— start of Working data —

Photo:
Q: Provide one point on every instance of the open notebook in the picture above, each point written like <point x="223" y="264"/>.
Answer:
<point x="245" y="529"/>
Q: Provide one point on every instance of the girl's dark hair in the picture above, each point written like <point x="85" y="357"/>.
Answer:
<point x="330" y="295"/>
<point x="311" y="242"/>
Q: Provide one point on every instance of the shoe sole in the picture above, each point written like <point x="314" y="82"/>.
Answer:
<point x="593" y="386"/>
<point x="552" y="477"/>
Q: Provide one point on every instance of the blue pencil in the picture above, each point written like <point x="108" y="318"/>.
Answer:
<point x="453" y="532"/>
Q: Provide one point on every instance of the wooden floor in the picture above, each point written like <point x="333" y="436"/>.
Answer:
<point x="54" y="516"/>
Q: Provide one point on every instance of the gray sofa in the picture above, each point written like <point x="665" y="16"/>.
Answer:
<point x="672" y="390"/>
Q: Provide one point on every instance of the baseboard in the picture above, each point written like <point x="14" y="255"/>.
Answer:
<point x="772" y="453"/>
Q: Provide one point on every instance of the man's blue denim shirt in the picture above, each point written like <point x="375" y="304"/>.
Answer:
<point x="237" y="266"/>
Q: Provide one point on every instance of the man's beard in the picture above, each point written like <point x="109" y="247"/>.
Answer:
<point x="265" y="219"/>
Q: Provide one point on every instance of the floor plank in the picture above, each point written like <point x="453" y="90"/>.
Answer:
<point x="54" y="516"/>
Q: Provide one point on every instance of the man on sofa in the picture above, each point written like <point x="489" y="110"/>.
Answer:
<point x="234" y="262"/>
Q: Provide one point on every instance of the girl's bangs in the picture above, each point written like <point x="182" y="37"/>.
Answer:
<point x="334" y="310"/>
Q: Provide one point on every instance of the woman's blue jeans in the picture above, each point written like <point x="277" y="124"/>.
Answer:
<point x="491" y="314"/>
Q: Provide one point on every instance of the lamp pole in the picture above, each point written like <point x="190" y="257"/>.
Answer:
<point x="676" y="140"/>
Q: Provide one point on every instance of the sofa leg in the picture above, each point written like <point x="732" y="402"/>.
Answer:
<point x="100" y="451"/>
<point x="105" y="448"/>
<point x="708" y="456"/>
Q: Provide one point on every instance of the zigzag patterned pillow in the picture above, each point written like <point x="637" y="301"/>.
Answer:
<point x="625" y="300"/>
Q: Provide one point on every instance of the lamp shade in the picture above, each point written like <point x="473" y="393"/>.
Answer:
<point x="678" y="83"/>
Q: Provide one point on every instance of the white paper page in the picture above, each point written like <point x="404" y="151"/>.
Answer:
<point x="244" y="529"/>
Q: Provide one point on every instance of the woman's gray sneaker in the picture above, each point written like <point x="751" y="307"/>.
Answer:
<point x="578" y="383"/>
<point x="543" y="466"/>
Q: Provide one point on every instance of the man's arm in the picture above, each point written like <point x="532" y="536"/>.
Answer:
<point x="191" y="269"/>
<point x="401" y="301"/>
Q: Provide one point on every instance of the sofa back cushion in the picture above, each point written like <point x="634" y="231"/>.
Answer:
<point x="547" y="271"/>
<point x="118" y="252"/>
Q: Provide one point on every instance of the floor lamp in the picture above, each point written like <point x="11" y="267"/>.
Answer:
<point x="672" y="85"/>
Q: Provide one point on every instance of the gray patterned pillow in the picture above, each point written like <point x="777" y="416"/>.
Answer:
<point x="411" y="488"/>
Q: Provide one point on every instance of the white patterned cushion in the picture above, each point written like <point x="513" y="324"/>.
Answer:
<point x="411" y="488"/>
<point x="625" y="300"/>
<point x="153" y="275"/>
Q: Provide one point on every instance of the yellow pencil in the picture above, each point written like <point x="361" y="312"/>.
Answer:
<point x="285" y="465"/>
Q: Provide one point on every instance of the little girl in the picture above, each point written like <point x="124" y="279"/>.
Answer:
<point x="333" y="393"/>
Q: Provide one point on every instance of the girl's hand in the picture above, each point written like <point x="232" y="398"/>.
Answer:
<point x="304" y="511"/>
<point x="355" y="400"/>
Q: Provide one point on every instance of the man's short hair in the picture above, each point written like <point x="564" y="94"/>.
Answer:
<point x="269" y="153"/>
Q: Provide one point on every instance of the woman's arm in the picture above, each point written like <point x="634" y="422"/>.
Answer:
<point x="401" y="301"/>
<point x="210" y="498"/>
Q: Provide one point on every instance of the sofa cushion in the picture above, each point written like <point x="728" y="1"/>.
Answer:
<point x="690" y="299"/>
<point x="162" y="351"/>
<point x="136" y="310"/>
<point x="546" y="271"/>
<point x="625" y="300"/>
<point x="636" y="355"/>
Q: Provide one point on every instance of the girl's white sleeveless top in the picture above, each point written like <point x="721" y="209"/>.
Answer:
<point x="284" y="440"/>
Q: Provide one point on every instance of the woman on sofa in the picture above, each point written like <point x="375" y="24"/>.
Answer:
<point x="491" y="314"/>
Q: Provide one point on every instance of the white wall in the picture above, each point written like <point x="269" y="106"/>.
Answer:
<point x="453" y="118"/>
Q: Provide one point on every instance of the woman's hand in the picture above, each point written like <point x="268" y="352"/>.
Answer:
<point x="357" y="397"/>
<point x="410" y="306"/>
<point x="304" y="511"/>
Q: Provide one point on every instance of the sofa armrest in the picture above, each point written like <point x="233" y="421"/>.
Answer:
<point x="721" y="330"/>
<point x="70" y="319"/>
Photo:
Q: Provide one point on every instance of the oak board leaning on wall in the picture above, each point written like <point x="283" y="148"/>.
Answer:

— end of Working data —

- _Exercise_
The records above must be output exactly, in full.

- _Exercise solution_
Photo:
Q: Provide one point on every instance of the open notebook in the picture above, each point written like <point x="223" y="264"/>.
Answer:
<point x="245" y="529"/>
Q: Provide one point on every instance of the girl's dark hair in the picture above, each point written like <point x="85" y="357"/>.
Answer:
<point x="330" y="295"/>
<point x="311" y="242"/>
Q: Provide one point on every instance of the shoe sole in the picture above, each point written like <point x="314" y="82"/>.
Answer:
<point x="593" y="386"/>
<point x="552" y="477"/>
Q: Provide one point on every instance of the blue pencil in the picture above, each point written like <point x="108" y="318"/>.
Answer:
<point x="453" y="532"/>
Q: Provide one point on every instance of the wooden floor in the picture above, each point written like <point x="333" y="436"/>.
Answer:
<point x="54" y="516"/>
Q: Provide one point on every instance of the gray sofa in the picture above, each point written like <point x="665" y="16"/>.
Answer:
<point x="672" y="390"/>
Q: Provide one point on every instance of the baseboard in the picture above, each point written like <point x="14" y="255"/>.
Answer:
<point x="772" y="453"/>
Q: Provide one point on every instance of the man's blue denim shirt in the picture above, each point written like <point x="375" y="304"/>.
Answer:
<point x="237" y="266"/>
Q: Provide one point on every instance of the man's beard in the picture above, each point written like <point x="109" y="247"/>.
Answer:
<point x="265" y="219"/>
Q: Provide one point on every instance of the floor plank in the picture above, each point written like <point x="453" y="90"/>.
Answer:
<point x="54" y="516"/>
Q: Provide one point on every instance of the man on sofa in the picture above, each point written like <point x="489" y="110"/>.
Answer:
<point x="234" y="262"/>
Q: Provide one point on every instance of the girl's bangs in the picture above, each point written like <point x="182" y="37"/>.
Answer:
<point x="334" y="310"/>
Q: Provide one point on every instance of the woman's blue jeans in the picture above, each point written like <point x="277" y="124"/>.
Answer:
<point x="491" y="314"/>
Q: Provide one point on every instance of the lamp pole in the picture above, each point written like <point x="190" y="257"/>.
Answer:
<point x="676" y="140"/>
Q: Provide one point on every instance of the sofa leg in the picture above, each point written like <point x="732" y="402"/>.
Answer:
<point x="100" y="451"/>
<point x="105" y="448"/>
<point x="708" y="456"/>
Q: Provide one point on every instance of the zigzag patterned pillow in the picture above, each point written like <point x="637" y="301"/>.
Answer:
<point x="625" y="300"/>
Q: Provide one point on every instance of the lamp shade in the picture above, each point written like <point x="473" y="393"/>.
Answer:
<point x="678" y="83"/>
Q: Provide one point on every instance of the white paper page in the picture above, each point written like <point x="404" y="151"/>.
Answer:
<point x="244" y="529"/>
Q: Provide one point on every instance of the woman's gray sneaker in the picture above, each point written like <point x="751" y="307"/>.
Answer:
<point x="578" y="383"/>
<point x="543" y="466"/>
Q: Provide one point on every instance of the man's arm in the picture above, each point written like <point x="532" y="536"/>.
Answer:
<point x="191" y="269"/>
<point x="401" y="301"/>
Q: Provide one point on every instance of the sofa back cushion in the picture above, each point written like <point x="634" y="231"/>.
Answer:
<point x="547" y="271"/>
<point x="118" y="252"/>
Q: Provide one point on every instance of the floor lamp in the picture above, each point written like <point x="11" y="267"/>.
Answer:
<point x="672" y="85"/>
Q: Provide one point on every instance of the gray patterned pillow in the picture above, each point written like <point x="777" y="416"/>.
Answer:
<point x="411" y="488"/>
Q: Provide one point on every instance of the white patterned cushion in the picture above, each point written like <point x="513" y="324"/>.
Answer:
<point x="411" y="488"/>
<point x="625" y="300"/>
<point x="153" y="275"/>
Q: Provide one point on every instance of the yellow pencil in the picture above, each point written like <point x="361" y="312"/>.
Answer:
<point x="285" y="465"/>
Q: Provide one point on every instance of the little girl in the picture above, each point written like <point x="124" y="279"/>.
Answer:
<point x="333" y="393"/>
Q: Provide one point on every instance of the girl's hand in the picture above, each point written like <point x="232" y="398"/>.
Answer:
<point x="304" y="511"/>
<point x="355" y="400"/>
Q: Provide one point on every instance of the man's short hair in the picture above, each point written like <point x="564" y="94"/>.
Answer:
<point x="269" y="153"/>
Q: Provide one point on every instance of the woman's arm in the picture above, each point written like <point x="634" y="422"/>.
Answer:
<point x="401" y="301"/>
<point x="210" y="498"/>
Q: Provide one point on every instance of the sofa cushion in the picture above, each point written like <point x="728" y="1"/>.
Answer:
<point x="690" y="299"/>
<point x="162" y="351"/>
<point x="136" y="310"/>
<point x="546" y="271"/>
<point x="625" y="300"/>
<point x="636" y="355"/>
Q: Provide one point on every instance of the girl's white sleeveless top in the picture above, each point written like <point x="721" y="209"/>.
Answer:
<point x="284" y="440"/>
Q: Provide one point on every instance of the woman on sofa in the picture above, each point written like <point x="375" y="24"/>.
Answer:
<point x="491" y="314"/>
Q: Provide one point on every instance of the white wall in the picture above, each point written like <point x="269" y="106"/>.
Answer:
<point x="453" y="118"/>
Q: Provide one point on every instance of the woman's hand in the picture above, each point written like <point x="268" y="352"/>.
Answer:
<point x="357" y="397"/>
<point x="410" y="306"/>
<point x="304" y="511"/>
Q: Provide one point on every instance of the sofa armrest in the picture above, each point written like <point x="233" y="421"/>.
Answer:
<point x="721" y="330"/>
<point x="70" y="319"/>
Photo:
Q: Provide one point on every instance of the oak board leaning on wall in the picture above, each point written like <point x="283" y="148"/>.
Answer:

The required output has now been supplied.